_EXERCISE PROMPT_
Change "position" to "location" in the records starting at the line containing "One dot marks each instance of the jagged" and ending at the line containing "[(551, 176), (96, 148)]", then output only those lines with everything else left as is.

_AVAILABLE RECORDS_
━━━━━━━━

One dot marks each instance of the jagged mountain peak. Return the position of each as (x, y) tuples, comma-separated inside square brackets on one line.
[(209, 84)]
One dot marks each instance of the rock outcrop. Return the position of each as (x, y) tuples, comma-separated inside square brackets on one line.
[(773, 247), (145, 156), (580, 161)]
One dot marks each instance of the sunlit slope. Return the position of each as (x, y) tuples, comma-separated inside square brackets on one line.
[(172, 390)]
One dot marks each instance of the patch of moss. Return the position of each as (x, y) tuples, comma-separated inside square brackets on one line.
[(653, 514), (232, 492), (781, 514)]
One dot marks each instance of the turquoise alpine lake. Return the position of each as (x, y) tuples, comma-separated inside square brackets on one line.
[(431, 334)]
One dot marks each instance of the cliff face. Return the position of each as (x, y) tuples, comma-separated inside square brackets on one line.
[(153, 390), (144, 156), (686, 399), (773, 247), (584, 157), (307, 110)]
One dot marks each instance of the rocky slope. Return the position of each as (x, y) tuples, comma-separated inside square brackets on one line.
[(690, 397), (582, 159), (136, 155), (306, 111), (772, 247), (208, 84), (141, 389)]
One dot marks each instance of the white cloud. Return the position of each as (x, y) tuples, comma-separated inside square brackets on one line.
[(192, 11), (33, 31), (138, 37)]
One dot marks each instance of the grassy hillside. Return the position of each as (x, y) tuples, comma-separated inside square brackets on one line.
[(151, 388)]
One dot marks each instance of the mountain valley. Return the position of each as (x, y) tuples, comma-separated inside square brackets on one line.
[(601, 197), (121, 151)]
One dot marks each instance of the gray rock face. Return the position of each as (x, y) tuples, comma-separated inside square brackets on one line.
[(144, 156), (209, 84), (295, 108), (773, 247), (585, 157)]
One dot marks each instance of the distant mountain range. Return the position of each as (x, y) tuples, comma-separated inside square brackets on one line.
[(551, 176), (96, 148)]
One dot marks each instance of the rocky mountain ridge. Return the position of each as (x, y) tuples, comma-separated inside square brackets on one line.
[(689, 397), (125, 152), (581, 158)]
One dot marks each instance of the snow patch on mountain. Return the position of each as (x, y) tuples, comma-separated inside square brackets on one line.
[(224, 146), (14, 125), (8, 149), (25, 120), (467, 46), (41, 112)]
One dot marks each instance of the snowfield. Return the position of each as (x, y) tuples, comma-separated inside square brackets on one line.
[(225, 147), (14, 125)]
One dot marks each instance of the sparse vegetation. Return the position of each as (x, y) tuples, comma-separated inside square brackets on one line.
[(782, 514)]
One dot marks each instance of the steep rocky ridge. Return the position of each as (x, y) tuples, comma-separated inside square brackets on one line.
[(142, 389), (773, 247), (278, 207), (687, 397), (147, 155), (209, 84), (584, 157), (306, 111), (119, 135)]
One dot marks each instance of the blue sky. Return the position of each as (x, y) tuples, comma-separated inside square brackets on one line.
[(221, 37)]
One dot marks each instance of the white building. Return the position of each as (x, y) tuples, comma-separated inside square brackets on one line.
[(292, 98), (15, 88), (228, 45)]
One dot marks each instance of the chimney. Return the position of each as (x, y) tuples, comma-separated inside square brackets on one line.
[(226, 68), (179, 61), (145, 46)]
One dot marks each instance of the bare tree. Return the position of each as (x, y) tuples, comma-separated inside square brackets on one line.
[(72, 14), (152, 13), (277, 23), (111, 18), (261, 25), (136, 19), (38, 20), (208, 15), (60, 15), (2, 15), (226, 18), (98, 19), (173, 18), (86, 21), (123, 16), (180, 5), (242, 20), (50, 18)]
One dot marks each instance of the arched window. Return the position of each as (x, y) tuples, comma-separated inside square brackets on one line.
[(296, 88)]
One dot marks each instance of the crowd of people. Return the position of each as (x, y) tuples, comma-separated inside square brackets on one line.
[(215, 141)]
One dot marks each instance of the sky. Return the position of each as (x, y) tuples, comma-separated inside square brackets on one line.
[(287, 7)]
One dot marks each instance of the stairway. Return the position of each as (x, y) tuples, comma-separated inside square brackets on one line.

━━━━━━━━

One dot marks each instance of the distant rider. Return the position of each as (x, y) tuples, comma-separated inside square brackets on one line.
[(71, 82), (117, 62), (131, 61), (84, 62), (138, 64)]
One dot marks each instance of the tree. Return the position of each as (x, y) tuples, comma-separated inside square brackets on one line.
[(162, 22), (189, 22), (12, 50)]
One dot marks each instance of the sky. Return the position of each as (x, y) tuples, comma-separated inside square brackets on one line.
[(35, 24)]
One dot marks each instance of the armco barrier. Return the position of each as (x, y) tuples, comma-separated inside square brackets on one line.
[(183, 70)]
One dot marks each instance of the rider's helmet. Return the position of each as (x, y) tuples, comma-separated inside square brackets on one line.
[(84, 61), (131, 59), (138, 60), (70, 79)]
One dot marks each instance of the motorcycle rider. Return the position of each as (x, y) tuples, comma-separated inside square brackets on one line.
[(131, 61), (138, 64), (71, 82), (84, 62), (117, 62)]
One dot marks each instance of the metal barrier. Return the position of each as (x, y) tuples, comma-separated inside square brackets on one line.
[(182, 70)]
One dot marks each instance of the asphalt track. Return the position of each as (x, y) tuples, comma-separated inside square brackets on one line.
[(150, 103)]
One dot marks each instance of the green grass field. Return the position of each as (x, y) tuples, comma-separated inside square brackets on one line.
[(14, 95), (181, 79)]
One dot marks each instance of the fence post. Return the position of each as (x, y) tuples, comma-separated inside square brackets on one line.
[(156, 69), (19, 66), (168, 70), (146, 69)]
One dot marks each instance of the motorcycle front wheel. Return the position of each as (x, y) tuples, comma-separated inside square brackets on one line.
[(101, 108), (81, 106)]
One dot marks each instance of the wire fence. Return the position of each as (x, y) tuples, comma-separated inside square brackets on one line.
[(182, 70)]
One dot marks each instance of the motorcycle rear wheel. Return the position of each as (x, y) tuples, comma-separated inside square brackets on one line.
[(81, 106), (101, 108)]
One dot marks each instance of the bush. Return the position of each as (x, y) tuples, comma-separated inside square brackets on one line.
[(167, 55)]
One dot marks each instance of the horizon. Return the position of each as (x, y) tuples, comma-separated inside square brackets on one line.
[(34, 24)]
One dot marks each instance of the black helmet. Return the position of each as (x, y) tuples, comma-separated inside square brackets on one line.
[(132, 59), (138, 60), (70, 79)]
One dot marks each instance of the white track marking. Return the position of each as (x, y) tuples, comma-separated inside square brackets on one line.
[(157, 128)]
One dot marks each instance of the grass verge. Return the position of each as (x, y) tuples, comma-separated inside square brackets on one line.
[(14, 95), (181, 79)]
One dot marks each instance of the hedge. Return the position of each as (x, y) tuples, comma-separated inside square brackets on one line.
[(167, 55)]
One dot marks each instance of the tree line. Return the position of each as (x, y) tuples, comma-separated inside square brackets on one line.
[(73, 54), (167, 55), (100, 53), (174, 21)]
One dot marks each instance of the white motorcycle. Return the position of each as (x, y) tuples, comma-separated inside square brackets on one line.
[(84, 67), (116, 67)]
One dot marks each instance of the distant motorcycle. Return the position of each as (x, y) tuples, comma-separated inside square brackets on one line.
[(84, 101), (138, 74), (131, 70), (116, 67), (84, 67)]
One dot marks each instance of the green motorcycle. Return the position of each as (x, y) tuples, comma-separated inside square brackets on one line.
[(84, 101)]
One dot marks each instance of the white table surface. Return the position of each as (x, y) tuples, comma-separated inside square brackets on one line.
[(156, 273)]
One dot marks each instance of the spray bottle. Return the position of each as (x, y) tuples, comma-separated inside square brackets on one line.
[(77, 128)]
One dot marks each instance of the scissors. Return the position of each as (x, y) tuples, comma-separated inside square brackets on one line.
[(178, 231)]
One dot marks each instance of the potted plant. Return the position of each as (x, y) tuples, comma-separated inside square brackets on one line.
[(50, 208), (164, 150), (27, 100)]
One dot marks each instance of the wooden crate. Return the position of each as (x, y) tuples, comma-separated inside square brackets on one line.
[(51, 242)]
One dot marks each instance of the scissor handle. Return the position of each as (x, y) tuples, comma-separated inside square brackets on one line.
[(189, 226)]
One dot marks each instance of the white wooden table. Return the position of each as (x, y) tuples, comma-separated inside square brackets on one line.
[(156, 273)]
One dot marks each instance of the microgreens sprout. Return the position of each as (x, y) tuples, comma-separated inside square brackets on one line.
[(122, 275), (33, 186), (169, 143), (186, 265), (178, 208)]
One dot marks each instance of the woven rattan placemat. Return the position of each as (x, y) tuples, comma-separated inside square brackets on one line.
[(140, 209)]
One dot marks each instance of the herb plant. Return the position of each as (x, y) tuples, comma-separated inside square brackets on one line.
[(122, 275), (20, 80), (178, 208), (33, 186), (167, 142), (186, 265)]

━━━━━━━━

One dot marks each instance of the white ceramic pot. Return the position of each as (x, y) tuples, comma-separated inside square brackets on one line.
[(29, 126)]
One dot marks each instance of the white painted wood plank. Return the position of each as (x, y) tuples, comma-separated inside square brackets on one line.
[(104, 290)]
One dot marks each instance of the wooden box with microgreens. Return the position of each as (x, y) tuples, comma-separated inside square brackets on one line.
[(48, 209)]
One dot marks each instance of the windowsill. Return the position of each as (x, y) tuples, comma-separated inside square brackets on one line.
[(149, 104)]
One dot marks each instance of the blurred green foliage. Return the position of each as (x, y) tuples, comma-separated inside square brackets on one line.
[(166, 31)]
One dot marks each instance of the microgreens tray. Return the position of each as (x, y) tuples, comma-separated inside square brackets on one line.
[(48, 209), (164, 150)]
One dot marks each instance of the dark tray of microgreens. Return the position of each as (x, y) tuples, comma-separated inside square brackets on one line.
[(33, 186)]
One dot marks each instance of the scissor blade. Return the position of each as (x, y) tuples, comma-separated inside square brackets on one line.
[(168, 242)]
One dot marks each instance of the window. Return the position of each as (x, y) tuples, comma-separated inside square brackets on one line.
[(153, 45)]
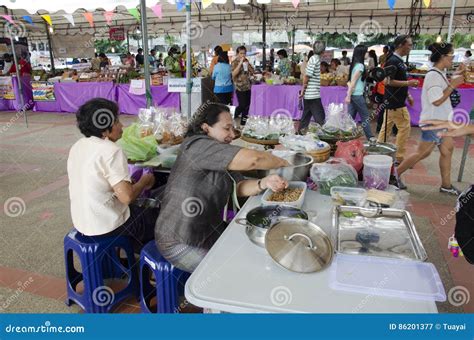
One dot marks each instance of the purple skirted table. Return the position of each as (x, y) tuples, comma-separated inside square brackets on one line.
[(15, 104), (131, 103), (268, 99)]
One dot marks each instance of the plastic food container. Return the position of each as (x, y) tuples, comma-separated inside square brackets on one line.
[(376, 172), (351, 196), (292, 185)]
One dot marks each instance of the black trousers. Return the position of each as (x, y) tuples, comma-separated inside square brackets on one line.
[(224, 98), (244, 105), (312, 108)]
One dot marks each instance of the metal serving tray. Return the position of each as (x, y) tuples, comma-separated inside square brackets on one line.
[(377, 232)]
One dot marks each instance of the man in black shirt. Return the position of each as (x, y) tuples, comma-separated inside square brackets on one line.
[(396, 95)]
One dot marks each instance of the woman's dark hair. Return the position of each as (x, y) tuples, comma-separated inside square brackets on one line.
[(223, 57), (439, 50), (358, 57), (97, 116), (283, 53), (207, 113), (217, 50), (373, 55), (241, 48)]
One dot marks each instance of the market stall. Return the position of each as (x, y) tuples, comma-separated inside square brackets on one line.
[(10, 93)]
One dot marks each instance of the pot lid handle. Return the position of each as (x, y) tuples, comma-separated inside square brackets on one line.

━━━━━━━━

_ANSWER TO THIS PROBLEM_
One dot marks each instance of the jagged mountain peak. Return the location of each as (x, y) tuples, comma-separated inside square brackets on one line.
[(209, 84)]
One dot marks each instance of the rock outcrop. Return the location of each as (x, y) tuples, comma-separated inside square brackets on one line.
[(773, 247), (145, 156), (580, 161)]
One dot marks each instance of the sunlit slope. Return the location of each as (x, y) tuples, comma-separated inside square brackets on one line.
[(172, 390)]
One dot marks each instance of the patch of moss. Return the location of each as (x, y) tuples, comma-separated inside square brackets on one line.
[(653, 514), (232, 492), (781, 514)]
One dot marks each instance of the turquoise alpine lake. Return the location of each as (x, y) tuples, comma-separated inside square brackets on one line.
[(431, 334)]
One dot marks each instance of the cliff face. Return the location of each as (x, y) tuples, comma-separated inside square brackets on one line.
[(153, 390), (144, 156), (686, 399), (773, 247), (584, 157), (307, 110)]
One dot marks each instance of the rocky slope. Return the location of each as (x, y) tuples, comma-separated inside square brackets on one line.
[(690, 397), (582, 159), (136, 155), (306, 111), (772, 247), (208, 84), (141, 389)]
One dot marks each instance of the white cloud. Return the location of each as (x, y) tuples, comma-separated inside square brackets on one line.
[(192, 11), (33, 31), (138, 37)]
One dot marks each instance of the grassy hillside. Return the location of each as (x, y) tuples, comma-separated inside square brackets on one line.
[(151, 388)]
One dot marks each instance of the mountain valley. Return the location of each as (x, y) tuples, comma-separated inside square brackets on one line.
[(601, 197), (121, 151)]
One dot marks each instance of the gray rock face. Return the location of each as (x, y) tuples, comma-separated inside square brackets on one line.
[(144, 156), (209, 84), (295, 108), (773, 247), (585, 157)]
One dot marks each instance of the distant mountain range. Return the location of each as (x, y) tuples, comma-separated inside square brackets on one line.
[(551, 176), (96, 148)]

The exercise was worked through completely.